**DIRECTIVE**
Copy the following lines word for word, leaving out the pictures.

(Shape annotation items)
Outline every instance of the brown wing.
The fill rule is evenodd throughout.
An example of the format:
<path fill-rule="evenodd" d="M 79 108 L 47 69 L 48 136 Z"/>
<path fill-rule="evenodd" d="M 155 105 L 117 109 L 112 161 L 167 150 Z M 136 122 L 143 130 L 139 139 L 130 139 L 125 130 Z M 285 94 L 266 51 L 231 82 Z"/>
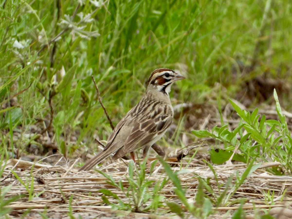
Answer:
<path fill-rule="evenodd" d="M 160 106 L 148 117 L 136 120 L 123 150 L 128 152 L 141 148 L 165 132 L 172 122 L 171 107 L 167 105 Z"/>

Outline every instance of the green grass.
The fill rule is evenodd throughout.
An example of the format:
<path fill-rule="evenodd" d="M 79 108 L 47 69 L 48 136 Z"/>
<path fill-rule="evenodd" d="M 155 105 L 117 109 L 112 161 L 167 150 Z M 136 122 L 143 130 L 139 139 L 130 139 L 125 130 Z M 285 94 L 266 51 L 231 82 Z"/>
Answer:
<path fill-rule="evenodd" d="M 220 107 L 241 89 L 242 78 L 232 79 L 240 74 L 239 61 L 255 63 L 246 78 L 267 71 L 292 82 L 289 0 L 82 2 L 0 2 L 1 163 L 26 153 L 32 144 L 41 150 L 40 135 L 32 129 L 36 125 L 46 131 L 51 120 L 50 139 L 66 157 L 76 157 L 81 147 L 91 149 L 93 136 L 106 140 L 111 129 L 92 75 L 114 125 L 137 103 L 159 67 L 178 69 L 187 78 L 173 86 L 174 104 L 215 99 Z M 281 106 L 291 109 L 290 100 Z M 284 128 L 275 131 L 290 144 L 282 119 L 278 124 Z M 252 128 L 249 132 L 257 131 Z M 180 123 L 168 137 L 180 145 L 184 131 Z M 269 154 L 283 155 L 280 150 Z M 284 164 L 288 158 L 279 159 Z"/>

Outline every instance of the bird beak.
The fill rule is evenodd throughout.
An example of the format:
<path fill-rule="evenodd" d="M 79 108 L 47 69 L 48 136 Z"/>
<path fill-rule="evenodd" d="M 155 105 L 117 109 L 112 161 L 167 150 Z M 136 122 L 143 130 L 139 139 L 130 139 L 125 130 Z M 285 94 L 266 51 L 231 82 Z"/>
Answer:
<path fill-rule="evenodd" d="M 175 77 L 174 78 L 174 81 L 179 81 L 180 80 L 183 79 L 184 78 L 185 78 L 185 77 L 184 77 L 181 74 L 177 74 L 175 75 Z"/>

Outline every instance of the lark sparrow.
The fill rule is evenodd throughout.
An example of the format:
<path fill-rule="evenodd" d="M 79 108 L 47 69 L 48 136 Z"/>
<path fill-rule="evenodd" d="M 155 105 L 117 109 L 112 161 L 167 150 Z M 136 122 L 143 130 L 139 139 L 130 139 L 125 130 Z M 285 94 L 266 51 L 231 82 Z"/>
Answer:
<path fill-rule="evenodd" d="M 173 110 L 168 93 L 174 82 L 185 78 L 168 68 L 159 68 L 152 72 L 144 95 L 116 126 L 103 150 L 78 171 L 90 169 L 114 153 L 112 158 L 116 160 L 130 153 L 135 161 L 133 152 L 143 148 L 145 157 L 172 122 Z"/>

**WRITTEN RESPONSE**
Outline every instance of the brown wing.
The fill rule is evenodd throughout.
An example of the format:
<path fill-rule="evenodd" d="M 79 108 L 47 69 L 48 136 Z"/>
<path fill-rule="evenodd" d="M 155 105 L 117 109 L 112 161 L 167 150 Z M 136 122 L 143 130 L 139 139 L 130 139 L 125 130 Z M 285 94 L 266 51 L 231 82 Z"/>
Answer:
<path fill-rule="evenodd" d="M 160 106 L 148 117 L 136 120 L 123 150 L 128 152 L 141 148 L 165 132 L 172 122 L 171 107 L 167 105 Z"/>

Outline every instance of the green grass.
The fill rule is evenodd throughout.
An example of the format:
<path fill-rule="evenodd" d="M 79 108 L 47 69 L 48 136 Z"/>
<path fill-rule="evenodd" d="M 155 105 L 117 109 L 112 161 L 167 150 Z M 136 122 L 143 130 L 139 139 L 130 139 L 125 130 Z M 285 94 L 266 51 L 231 82 Z"/>
Answer:
<path fill-rule="evenodd" d="M 220 107 L 241 89 L 242 78 L 232 79 L 240 74 L 239 61 L 255 63 L 246 78 L 267 71 L 292 82 L 289 0 L 82 2 L 0 2 L 1 163 L 26 153 L 32 144 L 41 150 L 40 135 L 32 129 L 36 125 L 46 131 L 51 120 L 50 139 L 66 157 L 76 157 L 81 147 L 91 149 L 93 136 L 106 140 L 111 129 L 92 75 L 114 125 L 137 103 L 159 67 L 178 69 L 187 78 L 173 86 L 174 104 L 215 99 Z M 281 106 L 291 109 L 290 100 Z M 284 128 L 275 131 L 290 144 L 282 119 L 278 124 Z M 252 128 L 249 132 L 257 131 Z M 180 123 L 168 137 L 180 145 L 184 131 Z M 269 154 L 283 155 L 280 150 Z M 284 164 L 288 158 L 279 159 Z"/>

Outline every instance of the bird beak.
The fill rule is evenodd throughout.
An example of the format:
<path fill-rule="evenodd" d="M 79 108 L 47 69 L 48 136 Z"/>
<path fill-rule="evenodd" d="M 155 105 L 117 109 L 112 161 L 167 150 Z M 136 122 L 143 130 L 139 139 L 130 139 L 125 130 Z M 285 94 L 266 51 L 231 82 Z"/>
Answer:
<path fill-rule="evenodd" d="M 175 77 L 174 78 L 174 81 L 179 81 L 180 80 L 183 79 L 184 78 L 185 78 L 185 77 L 184 77 L 181 74 L 177 74 L 175 75 Z"/>

Outline every instance of the lark sparrow.
The fill rule is evenodd throughout.
An example of the format:
<path fill-rule="evenodd" d="M 79 108 L 47 69 L 48 136 Z"/>
<path fill-rule="evenodd" d="M 155 105 L 117 109 L 112 161 L 167 150 Z M 136 122 L 143 130 L 139 139 L 130 139 L 125 130 Z M 285 94 L 266 51 L 231 82 Z"/>
Answer:
<path fill-rule="evenodd" d="M 173 110 L 168 93 L 174 82 L 185 78 L 168 68 L 159 68 L 152 72 L 144 95 L 116 126 L 103 150 L 78 171 L 90 169 L 114 153 L 112 158 L 116 160 L 130 153 L 135 161 L 133 152 L 143 148 L 145 157 L 172 122 Z"/>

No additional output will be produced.